Description of the task: Lay out everything in the listing below, from its first line down through the line containing "x=146 y=206", as a Markdown table with the columns Row and Line, numbering each row and dropping blank lines. Leave the pictures out of the answer.

Records provided:
START
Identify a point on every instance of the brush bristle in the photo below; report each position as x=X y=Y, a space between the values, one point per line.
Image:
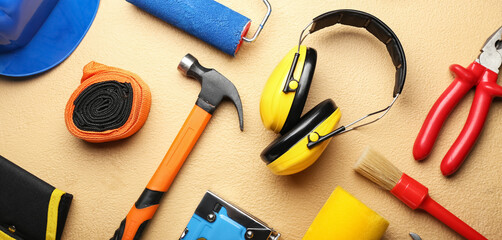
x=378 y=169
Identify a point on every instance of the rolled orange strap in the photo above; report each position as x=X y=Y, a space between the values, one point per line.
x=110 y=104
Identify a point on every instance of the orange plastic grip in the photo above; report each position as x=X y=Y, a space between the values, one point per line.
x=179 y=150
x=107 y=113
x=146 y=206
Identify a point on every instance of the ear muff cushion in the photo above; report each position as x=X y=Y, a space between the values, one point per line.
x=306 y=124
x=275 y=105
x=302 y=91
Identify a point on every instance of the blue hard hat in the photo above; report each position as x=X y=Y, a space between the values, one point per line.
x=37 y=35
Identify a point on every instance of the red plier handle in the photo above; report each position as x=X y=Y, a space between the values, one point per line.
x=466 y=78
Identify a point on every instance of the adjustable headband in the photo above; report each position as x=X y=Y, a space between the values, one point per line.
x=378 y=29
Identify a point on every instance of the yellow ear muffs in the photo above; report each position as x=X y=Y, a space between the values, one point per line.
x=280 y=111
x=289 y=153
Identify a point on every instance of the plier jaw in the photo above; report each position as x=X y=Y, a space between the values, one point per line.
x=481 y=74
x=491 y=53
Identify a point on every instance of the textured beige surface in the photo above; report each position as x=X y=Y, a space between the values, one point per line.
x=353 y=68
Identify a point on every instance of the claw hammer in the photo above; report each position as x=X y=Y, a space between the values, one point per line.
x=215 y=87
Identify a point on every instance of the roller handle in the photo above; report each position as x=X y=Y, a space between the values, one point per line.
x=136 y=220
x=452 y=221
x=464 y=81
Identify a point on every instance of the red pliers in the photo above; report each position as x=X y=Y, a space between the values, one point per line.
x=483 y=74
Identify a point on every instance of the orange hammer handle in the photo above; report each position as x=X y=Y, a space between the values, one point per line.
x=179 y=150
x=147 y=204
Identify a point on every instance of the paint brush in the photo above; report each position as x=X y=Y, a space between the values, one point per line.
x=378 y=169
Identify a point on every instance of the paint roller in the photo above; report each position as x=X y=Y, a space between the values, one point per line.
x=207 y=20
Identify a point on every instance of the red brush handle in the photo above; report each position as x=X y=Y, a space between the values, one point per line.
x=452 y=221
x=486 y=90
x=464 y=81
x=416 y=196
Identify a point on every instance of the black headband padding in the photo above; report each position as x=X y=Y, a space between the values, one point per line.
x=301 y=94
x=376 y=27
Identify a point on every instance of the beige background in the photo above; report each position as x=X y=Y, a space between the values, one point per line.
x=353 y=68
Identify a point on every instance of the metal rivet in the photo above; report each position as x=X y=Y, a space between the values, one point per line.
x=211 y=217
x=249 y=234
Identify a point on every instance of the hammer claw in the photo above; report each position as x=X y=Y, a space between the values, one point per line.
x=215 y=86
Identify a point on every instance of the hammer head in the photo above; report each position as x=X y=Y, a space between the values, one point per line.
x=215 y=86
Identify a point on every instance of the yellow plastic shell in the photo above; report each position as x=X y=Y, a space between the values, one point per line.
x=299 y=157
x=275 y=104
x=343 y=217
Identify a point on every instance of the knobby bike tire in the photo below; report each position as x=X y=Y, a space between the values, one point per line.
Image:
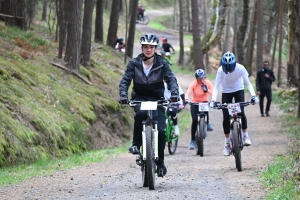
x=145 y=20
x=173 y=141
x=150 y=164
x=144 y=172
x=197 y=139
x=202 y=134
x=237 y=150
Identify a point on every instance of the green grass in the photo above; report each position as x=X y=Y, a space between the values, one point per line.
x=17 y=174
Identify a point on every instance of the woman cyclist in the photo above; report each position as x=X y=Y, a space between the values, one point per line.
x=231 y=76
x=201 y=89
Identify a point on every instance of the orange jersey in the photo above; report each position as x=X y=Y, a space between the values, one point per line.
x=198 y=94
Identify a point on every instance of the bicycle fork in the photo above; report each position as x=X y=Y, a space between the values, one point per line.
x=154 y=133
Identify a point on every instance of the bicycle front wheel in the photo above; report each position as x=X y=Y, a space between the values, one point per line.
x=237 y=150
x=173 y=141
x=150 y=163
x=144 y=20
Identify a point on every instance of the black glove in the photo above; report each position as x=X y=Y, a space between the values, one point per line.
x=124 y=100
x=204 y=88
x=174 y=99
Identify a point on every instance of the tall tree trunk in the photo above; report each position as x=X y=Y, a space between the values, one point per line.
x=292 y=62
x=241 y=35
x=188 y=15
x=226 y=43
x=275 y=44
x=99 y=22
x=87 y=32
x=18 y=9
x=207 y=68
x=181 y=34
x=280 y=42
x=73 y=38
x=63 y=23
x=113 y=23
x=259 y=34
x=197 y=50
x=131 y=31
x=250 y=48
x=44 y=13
END
Answer below:
| Row | Line |
|---|---|
| 1 | Identify a point on every instance of the brush bristle in the photo below; report each position as x=X y=Y, a space between the values, one point per line. |
| 2 | Image: |
| 3 | x=378 y=169 |
| 4 | Identify a point on every instance of the rolled orange strap in the photo above; report each position as x=X y=Y, a space between the values, one point per line. |
| 5 | x=110 y=104 |
| 6 | Identify a point on every instance of the orange plastic grip in the photo above; report each position as x=X y=Y, a space between the values, one point per line. |
| 7 | x=179 y=150 |
| 8 | x=107 y=113 |
| 9 | x=146 y=206 |